- [Page]:
┌──
Case Preparation for Group & Class Discussion

Considering that case preparation is a personal matter and that there is
no one formula, the following are some generally recommended guidelines
for most cases:

1. Read the case quickly, noting the major issues and a general sense of
the layout. Read to get a sense of who the protagonist(s) is/are and
what their situation is like. Ask yourself how the case might fit into
the assigned text materials or previous sessions.

2. Reread the case carefully, annotating, highlighting and
distinguishing important information, omissions, and questions raised by
the reading.


3. Decide what the most important issues really are. Answer any assigned
questions accompanying the case. If no questions are assigned, use the
course objective (from the syllabus) and the assigned reading materials
to determine the relevance of the case.

4. Discuss the case with others, before group meeting and or class, if
possible, to test out your ideas and further your understanding of the
issues.
└──
- [Exercise tasks]:
(a) From the case preparation guidelines, extract the passage starting with "1. Read the" and going on through "of the case.".
(b) Write a continuation of the case preparation guidelines, beginning immediately after their final sentence.

- [Recorded data]:
┌──
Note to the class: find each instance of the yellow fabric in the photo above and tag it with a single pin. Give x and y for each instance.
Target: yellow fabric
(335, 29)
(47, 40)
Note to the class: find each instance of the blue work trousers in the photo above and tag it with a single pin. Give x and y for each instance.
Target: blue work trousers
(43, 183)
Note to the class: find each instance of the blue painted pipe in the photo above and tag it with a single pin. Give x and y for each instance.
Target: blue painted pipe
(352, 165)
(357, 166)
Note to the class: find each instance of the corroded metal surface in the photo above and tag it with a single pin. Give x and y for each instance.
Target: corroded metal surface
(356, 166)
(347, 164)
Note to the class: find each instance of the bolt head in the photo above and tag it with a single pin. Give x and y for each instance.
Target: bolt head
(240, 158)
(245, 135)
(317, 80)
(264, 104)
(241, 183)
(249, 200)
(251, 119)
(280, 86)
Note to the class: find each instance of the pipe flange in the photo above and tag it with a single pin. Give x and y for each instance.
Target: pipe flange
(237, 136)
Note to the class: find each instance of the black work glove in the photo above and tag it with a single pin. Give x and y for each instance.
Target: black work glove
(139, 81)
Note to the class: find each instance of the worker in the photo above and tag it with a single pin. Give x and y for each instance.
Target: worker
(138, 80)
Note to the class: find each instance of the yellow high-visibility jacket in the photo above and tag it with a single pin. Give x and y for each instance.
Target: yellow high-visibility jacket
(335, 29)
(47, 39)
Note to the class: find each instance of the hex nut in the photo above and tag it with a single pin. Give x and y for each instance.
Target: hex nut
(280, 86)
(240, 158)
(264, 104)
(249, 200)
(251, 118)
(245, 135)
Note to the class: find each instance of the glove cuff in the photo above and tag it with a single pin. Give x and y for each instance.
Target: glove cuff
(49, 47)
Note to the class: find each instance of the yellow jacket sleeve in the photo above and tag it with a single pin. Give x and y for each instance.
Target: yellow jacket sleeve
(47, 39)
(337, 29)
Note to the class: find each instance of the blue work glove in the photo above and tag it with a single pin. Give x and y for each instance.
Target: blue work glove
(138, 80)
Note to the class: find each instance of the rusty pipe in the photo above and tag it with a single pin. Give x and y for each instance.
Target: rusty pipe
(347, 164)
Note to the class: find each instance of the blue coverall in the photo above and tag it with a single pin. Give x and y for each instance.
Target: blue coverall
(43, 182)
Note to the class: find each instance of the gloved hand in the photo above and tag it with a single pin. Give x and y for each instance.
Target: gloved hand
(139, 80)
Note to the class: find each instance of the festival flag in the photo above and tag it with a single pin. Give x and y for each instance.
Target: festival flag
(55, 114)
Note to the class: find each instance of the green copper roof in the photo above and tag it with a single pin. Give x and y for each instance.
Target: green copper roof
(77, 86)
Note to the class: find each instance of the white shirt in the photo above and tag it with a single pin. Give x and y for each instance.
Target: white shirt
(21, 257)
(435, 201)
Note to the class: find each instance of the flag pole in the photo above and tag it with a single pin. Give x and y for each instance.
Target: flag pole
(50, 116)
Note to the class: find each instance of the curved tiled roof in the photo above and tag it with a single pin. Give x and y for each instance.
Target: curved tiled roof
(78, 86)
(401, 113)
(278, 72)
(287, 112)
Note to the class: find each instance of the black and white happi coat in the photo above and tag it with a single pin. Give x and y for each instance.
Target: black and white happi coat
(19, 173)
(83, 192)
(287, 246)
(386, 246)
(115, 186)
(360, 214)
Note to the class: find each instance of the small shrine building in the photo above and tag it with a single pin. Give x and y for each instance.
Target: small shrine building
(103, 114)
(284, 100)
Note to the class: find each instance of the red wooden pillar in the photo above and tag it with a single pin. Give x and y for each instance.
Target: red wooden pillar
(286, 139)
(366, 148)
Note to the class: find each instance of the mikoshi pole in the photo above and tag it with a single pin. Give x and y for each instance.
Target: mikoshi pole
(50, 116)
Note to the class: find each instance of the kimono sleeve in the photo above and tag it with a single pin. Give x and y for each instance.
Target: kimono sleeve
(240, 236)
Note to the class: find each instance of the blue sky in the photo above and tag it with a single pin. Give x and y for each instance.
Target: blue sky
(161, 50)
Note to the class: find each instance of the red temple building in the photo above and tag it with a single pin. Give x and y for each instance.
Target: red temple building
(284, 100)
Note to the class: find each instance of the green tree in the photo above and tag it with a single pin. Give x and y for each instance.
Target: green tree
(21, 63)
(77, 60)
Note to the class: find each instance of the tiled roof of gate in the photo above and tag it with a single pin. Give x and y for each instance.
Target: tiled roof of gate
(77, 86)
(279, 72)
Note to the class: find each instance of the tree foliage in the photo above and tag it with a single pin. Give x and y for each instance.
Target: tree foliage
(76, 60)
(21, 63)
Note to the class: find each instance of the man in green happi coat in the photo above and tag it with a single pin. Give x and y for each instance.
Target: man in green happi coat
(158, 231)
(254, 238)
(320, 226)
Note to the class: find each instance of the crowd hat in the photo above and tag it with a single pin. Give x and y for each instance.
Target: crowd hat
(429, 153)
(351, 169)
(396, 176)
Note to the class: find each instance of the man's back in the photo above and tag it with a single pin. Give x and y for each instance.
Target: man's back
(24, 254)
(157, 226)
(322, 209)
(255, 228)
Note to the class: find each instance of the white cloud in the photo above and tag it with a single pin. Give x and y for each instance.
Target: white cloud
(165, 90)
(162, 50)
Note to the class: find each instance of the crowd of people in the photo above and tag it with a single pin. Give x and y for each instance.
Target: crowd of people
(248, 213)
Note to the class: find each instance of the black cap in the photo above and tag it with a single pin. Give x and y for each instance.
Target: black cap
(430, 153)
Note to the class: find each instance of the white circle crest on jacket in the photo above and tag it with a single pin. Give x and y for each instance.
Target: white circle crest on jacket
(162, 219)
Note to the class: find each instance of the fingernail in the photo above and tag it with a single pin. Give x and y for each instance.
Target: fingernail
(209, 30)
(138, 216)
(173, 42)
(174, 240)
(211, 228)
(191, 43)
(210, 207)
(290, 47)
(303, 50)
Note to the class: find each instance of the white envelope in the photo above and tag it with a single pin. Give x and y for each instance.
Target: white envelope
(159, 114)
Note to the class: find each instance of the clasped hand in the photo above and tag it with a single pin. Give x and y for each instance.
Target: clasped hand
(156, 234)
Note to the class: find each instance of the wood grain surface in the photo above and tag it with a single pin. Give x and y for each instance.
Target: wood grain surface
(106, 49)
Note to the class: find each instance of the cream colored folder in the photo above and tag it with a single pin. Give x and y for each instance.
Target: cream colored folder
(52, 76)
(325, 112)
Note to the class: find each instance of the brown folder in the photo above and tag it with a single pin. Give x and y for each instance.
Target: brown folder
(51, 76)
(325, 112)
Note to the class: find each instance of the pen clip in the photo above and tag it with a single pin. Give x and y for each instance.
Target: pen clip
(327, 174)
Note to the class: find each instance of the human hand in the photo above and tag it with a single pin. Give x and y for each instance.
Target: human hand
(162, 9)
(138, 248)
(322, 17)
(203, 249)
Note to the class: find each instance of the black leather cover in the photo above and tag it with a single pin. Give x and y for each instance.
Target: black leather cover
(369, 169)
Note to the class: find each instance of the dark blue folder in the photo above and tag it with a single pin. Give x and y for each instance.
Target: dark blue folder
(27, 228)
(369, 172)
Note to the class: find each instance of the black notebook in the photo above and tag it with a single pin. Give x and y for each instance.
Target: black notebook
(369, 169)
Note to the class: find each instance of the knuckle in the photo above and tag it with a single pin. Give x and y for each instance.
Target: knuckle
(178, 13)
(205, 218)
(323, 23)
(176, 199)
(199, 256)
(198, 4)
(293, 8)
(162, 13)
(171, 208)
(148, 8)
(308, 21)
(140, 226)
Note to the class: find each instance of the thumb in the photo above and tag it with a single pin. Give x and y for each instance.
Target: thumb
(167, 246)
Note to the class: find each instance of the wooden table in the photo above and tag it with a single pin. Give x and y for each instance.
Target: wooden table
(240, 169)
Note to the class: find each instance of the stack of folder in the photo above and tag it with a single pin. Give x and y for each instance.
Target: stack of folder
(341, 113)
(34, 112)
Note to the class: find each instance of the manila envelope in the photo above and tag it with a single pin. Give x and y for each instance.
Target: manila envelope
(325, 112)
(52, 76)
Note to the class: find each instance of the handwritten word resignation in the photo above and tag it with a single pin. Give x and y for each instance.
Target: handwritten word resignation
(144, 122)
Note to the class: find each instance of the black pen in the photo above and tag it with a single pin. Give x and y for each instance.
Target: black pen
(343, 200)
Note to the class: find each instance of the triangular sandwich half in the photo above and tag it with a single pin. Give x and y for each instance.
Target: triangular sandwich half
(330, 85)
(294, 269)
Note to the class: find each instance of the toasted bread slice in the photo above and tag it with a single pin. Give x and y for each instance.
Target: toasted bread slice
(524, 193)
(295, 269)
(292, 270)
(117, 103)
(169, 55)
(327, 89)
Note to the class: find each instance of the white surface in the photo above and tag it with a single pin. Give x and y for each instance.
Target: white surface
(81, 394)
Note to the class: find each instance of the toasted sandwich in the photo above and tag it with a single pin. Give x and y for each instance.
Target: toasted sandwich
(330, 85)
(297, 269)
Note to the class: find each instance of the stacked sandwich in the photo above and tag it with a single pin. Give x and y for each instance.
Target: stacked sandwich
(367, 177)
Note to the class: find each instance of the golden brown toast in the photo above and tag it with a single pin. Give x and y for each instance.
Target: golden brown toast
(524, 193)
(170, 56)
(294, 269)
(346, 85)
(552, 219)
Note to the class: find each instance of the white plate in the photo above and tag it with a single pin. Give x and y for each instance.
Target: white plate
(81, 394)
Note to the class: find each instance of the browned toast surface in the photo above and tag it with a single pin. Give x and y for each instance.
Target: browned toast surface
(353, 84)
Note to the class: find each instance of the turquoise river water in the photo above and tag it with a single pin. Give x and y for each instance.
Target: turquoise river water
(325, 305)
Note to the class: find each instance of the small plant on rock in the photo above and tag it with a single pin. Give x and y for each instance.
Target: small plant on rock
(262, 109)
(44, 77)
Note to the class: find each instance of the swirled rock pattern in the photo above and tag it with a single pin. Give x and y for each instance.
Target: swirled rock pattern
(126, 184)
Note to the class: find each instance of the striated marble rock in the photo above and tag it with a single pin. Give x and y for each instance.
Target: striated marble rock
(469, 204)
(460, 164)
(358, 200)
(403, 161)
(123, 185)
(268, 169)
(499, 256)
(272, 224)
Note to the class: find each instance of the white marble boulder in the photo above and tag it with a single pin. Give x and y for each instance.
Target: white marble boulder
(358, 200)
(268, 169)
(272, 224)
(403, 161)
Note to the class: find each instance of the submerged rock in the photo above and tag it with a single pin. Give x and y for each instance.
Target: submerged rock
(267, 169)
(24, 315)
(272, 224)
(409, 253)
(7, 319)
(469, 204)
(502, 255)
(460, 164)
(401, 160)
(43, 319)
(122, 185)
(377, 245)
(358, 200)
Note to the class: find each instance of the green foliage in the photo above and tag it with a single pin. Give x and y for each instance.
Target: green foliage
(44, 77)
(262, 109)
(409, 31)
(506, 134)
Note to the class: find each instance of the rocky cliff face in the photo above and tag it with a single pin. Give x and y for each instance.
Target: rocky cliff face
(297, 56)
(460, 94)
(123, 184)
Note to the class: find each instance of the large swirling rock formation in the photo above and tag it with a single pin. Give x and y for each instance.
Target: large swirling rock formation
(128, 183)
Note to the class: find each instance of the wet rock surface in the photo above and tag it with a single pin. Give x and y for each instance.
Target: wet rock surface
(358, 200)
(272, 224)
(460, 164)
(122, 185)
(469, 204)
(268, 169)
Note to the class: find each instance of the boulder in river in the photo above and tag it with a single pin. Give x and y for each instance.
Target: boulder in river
└──
- [The results]:
(a)
1. Read the case quickly, noting the major issues and a general sense of
the layout. Read to get a sense of who the protagonist(s) is/are and
what their situation is like. Ask yourself how the case might fit into
the assigned text materials or previous sessions.

2. Reread the case carefully, annotating, highlighting and
distinguishing important information, omissions, and questions raised by
the reading.


3. Decide what the most important issues really are. Answer any assigned
questions accompanying the case. If no questions are assigned, use the
course objective (from the syllabus) and the assigned reading materials
to determine the relevance of the case.

(b)
5. Prepare notes to guide your group meetings and or class
participation, including: answering assigned questions, summary of the
main issue(s), further questions raised by the reading, assumptions made
by the case writer and/or the protagonist(s), similarities and
differences to other cases covered, possible approaches or solutions to
the case problem.



Current Issue Reports (20%)

Students are expected to prepare a three page typewritten outline of a
current article from their outside reading (See Readings). The outline
should identify the main theme presented in the article, list the
primary supporting arguments and describe the relevance of the article
to Transcultural Leadership. A brief critique of the article must be
included, as well as a copy of the article. At each class meeting,
students must be prepared to present to the class for 5 minutes on an
article.
Please submit two three page papers and articles to the instructor.
DUE: TBD

In - Class Assignments (30%)
During class time, students will be given an assignment to complete
individually in class.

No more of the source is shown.